## Objective
Copy each of the following rows verbatim, keeping every line as it appears.

## Extracted material

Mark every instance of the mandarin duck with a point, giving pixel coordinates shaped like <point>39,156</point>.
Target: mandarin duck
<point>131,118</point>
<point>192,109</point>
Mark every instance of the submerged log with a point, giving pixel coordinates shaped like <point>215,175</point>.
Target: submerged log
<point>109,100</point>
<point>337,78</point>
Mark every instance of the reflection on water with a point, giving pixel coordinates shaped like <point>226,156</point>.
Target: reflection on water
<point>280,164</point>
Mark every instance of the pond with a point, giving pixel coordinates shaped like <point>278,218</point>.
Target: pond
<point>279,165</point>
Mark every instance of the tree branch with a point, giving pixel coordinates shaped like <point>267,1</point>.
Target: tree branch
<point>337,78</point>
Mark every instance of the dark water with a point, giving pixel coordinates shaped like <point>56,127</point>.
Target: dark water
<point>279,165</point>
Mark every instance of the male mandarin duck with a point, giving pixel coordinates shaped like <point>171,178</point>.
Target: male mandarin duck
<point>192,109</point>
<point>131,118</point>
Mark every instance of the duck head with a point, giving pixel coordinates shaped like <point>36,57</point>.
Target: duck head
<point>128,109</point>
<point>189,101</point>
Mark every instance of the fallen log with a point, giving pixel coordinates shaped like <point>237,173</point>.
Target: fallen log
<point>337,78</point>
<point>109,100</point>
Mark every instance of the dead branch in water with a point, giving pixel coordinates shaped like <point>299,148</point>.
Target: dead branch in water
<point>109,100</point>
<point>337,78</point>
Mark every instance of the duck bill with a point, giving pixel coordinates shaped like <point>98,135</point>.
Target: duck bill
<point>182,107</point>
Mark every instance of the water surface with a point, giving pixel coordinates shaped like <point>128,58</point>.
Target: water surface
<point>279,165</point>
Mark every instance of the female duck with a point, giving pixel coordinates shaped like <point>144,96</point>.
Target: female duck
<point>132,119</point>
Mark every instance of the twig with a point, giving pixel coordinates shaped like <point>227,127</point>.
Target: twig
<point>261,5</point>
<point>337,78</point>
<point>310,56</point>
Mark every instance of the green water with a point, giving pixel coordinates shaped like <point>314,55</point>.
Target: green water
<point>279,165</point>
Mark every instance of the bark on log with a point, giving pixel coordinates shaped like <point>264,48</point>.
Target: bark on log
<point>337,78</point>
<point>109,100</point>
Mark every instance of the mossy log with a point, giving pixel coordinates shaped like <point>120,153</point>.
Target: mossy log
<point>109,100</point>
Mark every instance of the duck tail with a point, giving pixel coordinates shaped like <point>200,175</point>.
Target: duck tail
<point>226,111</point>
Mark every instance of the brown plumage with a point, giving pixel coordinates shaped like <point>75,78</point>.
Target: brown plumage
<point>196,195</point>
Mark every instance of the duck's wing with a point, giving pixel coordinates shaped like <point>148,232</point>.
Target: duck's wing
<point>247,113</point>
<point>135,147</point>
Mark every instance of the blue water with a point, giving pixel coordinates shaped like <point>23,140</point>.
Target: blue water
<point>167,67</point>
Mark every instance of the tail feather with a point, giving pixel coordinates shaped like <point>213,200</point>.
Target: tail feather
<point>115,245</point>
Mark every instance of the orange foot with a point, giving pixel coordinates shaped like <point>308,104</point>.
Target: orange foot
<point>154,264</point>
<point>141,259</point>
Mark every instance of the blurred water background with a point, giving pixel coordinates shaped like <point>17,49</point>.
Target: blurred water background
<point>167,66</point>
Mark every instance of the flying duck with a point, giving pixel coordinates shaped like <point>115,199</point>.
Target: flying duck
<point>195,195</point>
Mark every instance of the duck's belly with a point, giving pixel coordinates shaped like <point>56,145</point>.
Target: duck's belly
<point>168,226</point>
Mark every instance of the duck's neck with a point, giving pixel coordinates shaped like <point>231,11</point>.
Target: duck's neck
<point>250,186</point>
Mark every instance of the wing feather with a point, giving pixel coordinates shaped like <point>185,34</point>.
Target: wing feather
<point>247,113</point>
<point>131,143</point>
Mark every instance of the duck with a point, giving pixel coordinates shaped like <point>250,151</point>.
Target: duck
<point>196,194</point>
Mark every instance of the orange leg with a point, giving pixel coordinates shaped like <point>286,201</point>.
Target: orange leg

## Full output
Mark every instance of the mandarin duck with a point, giving pixel coordinates shaped like <point>39,156</point>.
Target: mandarin duck
<point>131,118</point>
<point>192,109</point>
Mark every instance of the submerged log with a point, giving pixel coordinates shaped like <point>215,175</point>.
Target: submerged log
<point>109,100</point>
<point>337,78</point>
Mark every instance of the reflection on water with a point, giving pixel coordinates shaped like <point>226,156</point>.
Target: reflection on water
<point>280,164</point>
Mark every instance of the pond with a point, giving pixel coordinates shaped like <point>278,218</point>.
Target: pond
<point>279,165</point>
Mark every instance of the tree branch with a point, giving pixel coordinates shaped like <point>267,1</point>.
Target: tree branch
<point>337,78</point>
Mark every instance of the dark water with a point, giving pixel coordinates shaped like <point>56,127</point>.
Target: dark water
<point>279,165</point>
Mark every instance of the male mandarin duck with a point, giving pixel coordinates shaped like <point>171,178</point>.
Target: male mandarin duck
<point>192,109</point>
<point>131,118</point>
Mark every instance of the duck head with a point, giving pixel coordinates shaped like <point>36,57</point>.
Target: duck head
<point>128,109</point>
<point>189,101</point>
Mark every instance of the fallen log with a point, giving pixel coordinates shaped like <point>237,173</point>.
Target: fallen log
<point>337,78</point>
<point>109,100</point>
Mark every instance of the dead branch in water with a point, giving pixel coordinates shaped like <point>299,148</point>.
Target: dead branch in water
<point>109,100</point>
<point>337,78</point>
Mark every instance of the duck bill with a point, giving pixel coordinates shaped like <point>98,135</point>.
Target: duck bill
<point>182,107</point>
Mark every instance of the water surface with a point, giving pixel coordinates shaped like <point>128,58</point>.
Target: water surface
<point>279,165</point>
Mark every instance of the female duck with a point, giving pixel coordinates shaped like <point>144,96</point>.
Target: female duck
<point>132,119</point>
Mark every instance of the twig with a point, giving pixel coordinates shaped like <point>227,127</point>.
Target: twig
<point>261,5</point>
<point>337,78</point>
<point>310,56</point>
Mark every instance of the green water with a point, giving pixel coordinates shaped like <point>314,55</point>.
Target: green water
<point>279,165</point>
Mark every instance of the bark on log with a point, giving pixel coordinates shaped like <point>264,48</point>.
Target: bark on log
<point>337,78</point>
<point>109,100</point>
Mark every instance of the mossy log with a point, giving pixel coordinates shaped like <point>120,153</point>.
Target: mossy log
<point>109,100</point>
Mark every instance of the duck tail with a point, giving pixel coordinates shaped like <point>200,175</point>.
Target: duck tail
<point>226,111</point>
Mark every instance of the brown plumage with a point, giving pixel coordinates shaped like <point>75,78</point>.
Target: brown plumage
<point>196,195</point>
Mark every instance of the duck's wing with a point, giving pixel coordinates shaped like <point>148,232</point>.
Target: duck's wing
<point>247,113</point>
<point>135,147</point>
Mark every instance of the blue water with a point, giving pixel coordinates shaped like <point>23,140</point>.
Target: blue water
<point>167,67</point>
Mark every instance of the tail feather with a point, giving pixel coordinates shaped like <point>213,200</point>.
Target: tail feather
<point>115,245</point>
Mark every instance of the orange foot with a point, giving pixel coordinates shaped like <point>308,104</point>.
Target: orange foot
<point>154,264</point>
<point>141,259</point>
Mark every instance of the blurred water background with a point, giving pixel coordinates shaped like <point>17,49</point>.
Target: blurred water background
<point>167,66</point>
Mark every instance of the flying duck with a point, giving pixel coordinates shaped like <point>115,199</point>.
Target: flying duck
<point>195,195</point>
Mark every instance of the duck's belly with a point, giving pixel coordinates shaped like <point>56,145</point>.
Target: duck's belly
<point>168,226</point>
Mark every instance of the duck's neck with a point, giving pixel coordinates shaped like <point>231,11</point>.
Target: duck's neck
<point>250,186</point>
Mark every instance of the wing feather with a point, giving pixel coordinates shaped like <point>185,34</point>.
Target: wing feather
<point>247,113</point>
<point>131,143</point>
Mark every instance of the duck with a point, giving pixel coordinates shaped like <point>250,151</point>.
Target: duck
<point>196,194</point>
Mark every instance of the orange leg with a point, giving pixel coordinates shaped like <point>286,201</point>.
Target: orange leg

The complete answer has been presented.